→ **WRITTEN PROBLEM 1**
According to the patent excerpt on the roll stabilization and steering arrangement, how do the motor of the roll stabilization system and the motor of the steering system lie relative to each other?
→ **WRITTEN PROBLEM 2**
Pick up the patent text on the roll stabilization and steering arrangement after its last sentence and keep writing.

Arrangement of a roll stabilization system and a steering system on a motor vehicle

An arrangement of a roll stabilization system equipped with a split lateral stabilizer and an arrangement of a steering system on a double track motor vehicle is provided. A gear of the roll stabilization system is arranged essentially coaxially between two halves of the lateral stabilizer rotatable with respect to one another, and a motor for introducing a stabilization torque is arranged at the side of this gear and the lateral stabilizer. The steering system has, in addition to a steering gear, with which steering arms can be moved essentially in the transverse direction of the vehicle, a motor, which is arranged at the side of the steering gear and a movement axis defined by the movable steering arms. The motor of the roll stabilization system and the motor of the steering system lie in essence one behind the other, as viewed in the transverse direction of the vehicle, and may preferably be electric motors with essentially coinciding axes of rotation that run in the transverse direction of the vehicle and are arranged inside an axle carrier so as to lie essentially in the plane thereof.

BACKGROUND AND SUMMARY OF THE INVENTION

The invention relates to an arrangement of a roll stabilization system equipped with a split lateral stabilizer and to an arrangement of a steering system on a double track motor vehicle, wherein a gear of the roll stabilization system is arranged essentially coaxially between the two halves of the lateral stabilizer. The two halves of the lateral stabilizer can be rotated with respect to one another. A motor for introducing a stabilization torque is arranged at the side of the gear and the lateral stabilizer. The steering system has, in addition to a steering gear, with which steering arms, which ultimately act on the steerable wheels of the vehicle, can be moved essentially in the transverse direction of the vehicle, a motor, which is arranged at the side of the steering gear and a movement axis, which is described by the movable steering arms, and has the purpose of introducing a torque which assists or brings about such a movement. With respect to the technical background reference is made, for example, to DE 102 33 499 A1 and to DE 10 2006 001 821 A1.

Apart from the arrangement of an actuator motor, chosen by the assignee of the present invention at that time for mass production of a roll stabilization system and positioned coaxially to the split lateral stabilizer, the arrangement of this actuator motor away from the lateral stabilizer is already well-known from the prior art. Furthermore, it is possible to arrange in a comparable way a steering assist motor, for example, a gear rack, which extends in the transverse direction of the vehicle on a rack and pinion steering gear and to the ends of which are connected in a well-known manner the steering arms or steering tie rods that act ultimately on the steerable wheels. At the same time, the torque can be transmitted from the respective motor, of which the axis of rotation runs preferably in the transverse direction of the vehicle, to the respective gear, that is, to the gear “inside” the split lateral stabilizer and/or to, for example, the rack and pinion steering gear via a toothed gearing or an endless traction gear.

There is needed an advantageous arrangement of a roll stabilization system equipped with a split lateral stabilizer and an arrangement of a steering system on a motor vehicle.

→ **Excerpts of pointing data**
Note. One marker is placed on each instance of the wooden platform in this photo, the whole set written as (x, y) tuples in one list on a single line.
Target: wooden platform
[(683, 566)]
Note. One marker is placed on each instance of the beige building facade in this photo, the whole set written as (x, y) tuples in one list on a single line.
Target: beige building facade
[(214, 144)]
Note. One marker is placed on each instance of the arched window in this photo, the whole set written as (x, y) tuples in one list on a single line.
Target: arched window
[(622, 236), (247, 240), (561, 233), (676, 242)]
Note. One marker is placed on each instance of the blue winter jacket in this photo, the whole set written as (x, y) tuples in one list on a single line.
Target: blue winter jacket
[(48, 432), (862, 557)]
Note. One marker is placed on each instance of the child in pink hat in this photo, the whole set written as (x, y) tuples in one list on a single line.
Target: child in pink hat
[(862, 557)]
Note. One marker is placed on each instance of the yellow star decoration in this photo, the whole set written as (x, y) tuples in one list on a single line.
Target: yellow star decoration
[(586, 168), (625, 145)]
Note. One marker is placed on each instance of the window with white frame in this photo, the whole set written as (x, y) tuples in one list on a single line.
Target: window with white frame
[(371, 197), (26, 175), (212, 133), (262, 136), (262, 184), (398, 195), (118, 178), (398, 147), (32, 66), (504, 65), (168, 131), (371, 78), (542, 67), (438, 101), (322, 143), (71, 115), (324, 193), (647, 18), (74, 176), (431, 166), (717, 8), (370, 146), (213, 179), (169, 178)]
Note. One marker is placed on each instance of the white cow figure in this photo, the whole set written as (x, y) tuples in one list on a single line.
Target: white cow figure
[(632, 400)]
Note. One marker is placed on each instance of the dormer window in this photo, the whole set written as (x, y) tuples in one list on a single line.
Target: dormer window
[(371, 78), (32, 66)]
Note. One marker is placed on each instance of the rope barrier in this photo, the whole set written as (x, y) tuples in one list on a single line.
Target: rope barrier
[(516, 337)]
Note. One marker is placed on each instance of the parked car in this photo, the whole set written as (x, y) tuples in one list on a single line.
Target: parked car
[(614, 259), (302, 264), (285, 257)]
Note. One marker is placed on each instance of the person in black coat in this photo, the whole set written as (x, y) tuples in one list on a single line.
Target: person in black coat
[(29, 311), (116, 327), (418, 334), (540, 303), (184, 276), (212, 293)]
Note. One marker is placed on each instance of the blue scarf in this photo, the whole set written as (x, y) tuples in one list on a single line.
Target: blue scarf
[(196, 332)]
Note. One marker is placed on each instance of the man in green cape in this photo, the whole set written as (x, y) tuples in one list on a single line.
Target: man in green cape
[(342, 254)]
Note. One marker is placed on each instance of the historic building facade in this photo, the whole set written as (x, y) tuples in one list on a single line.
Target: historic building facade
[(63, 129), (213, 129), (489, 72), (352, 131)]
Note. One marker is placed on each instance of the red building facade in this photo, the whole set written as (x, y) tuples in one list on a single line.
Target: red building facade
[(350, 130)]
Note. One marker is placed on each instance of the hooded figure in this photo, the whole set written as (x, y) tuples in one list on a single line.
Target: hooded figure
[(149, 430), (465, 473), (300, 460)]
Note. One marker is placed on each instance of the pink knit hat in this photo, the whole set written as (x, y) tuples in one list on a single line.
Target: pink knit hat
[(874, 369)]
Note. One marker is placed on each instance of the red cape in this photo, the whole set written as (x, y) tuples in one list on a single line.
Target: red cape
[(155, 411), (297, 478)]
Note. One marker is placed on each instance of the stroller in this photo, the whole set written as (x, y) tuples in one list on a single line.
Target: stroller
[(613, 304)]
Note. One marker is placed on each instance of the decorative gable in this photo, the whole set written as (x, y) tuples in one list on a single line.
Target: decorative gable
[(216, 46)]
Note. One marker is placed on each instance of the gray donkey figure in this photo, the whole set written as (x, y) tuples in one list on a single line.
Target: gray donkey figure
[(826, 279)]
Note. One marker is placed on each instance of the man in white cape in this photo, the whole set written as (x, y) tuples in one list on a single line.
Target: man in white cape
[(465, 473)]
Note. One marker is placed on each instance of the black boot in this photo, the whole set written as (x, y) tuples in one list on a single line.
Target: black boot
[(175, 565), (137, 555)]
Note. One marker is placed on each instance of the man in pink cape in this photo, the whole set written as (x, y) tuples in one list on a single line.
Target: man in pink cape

→ **EXERCISE RESPONSE 1**
They lie in essence one behind the other, as viewed in the transverse direction of the vehicle.

→ **EXERCISE RESPONSE 2**
This and other needs are met by an arrangement of a roll stabilization system equipped with a split lateral stabilizer and an arrangement of a steering system on a double track motor vehicle, wherein a gear of the roll stabilization system is arranged essentially coaxially between the two halves of the lateral stabilizer that can be rotated with respect to one another, and a motor for introducing a stabilization torque is arranged at the side of this gear and the lateral stabilizer. The steering system has, in addition to a steering gear, with which steering arms, ultimately acting on the steerable wheels of the vehicle, can be moved essentially in the transverse direction of the vehicle, a motor, which is arranged at the side of the steering gear and a movement axis, which is defined by the movable steering arms and has the purpose of introducing a torque which assists or brings about such a movement. The motor of the roll stabilization system and the motor of the steering system lie, essentially, one behind the other, as viewed in the transverse direction of the vehicle.

Advantageous embodiments and further developments are described herein.

The arrangement provides maximum compactness. That is, the available free space can be used optimally in this way. It is especially advantageous that in so-called right hand drive vehicles, in which a steering spindle, which transmits the driver's steering request from the steering wheel to the steering gear, runs in the right half of the vehicle, this entire arrangement can be configured in a simple way (with respect to the longitudinal axis of the vehicle) so as to be mirror symmetrical to the so-called left hand drive vehicles. Ideally, even a motor of identical design can be used for both the steering system and also the roll stabilization system, especially if in this case it involves electric motors with essentially coinciding axes of rotation that run preferably in the transverse direction of the vehicle.

The arrangement inside an axle carrier, which forms preferably a pre-assembly unit, has advantages during the assembly of the vehicle. In advantageous further developments, the motors or motor gear units, which units are formed by an assembly of the motor, the gear of the respective system (roll stabilization system, steering system) and an intermediate gear for transmitting the torque from the motor to the so-called system transmission, can serve to reinforce the axle carrier, for example, even with respect to a vehicle crash, by providing at least one suitable support.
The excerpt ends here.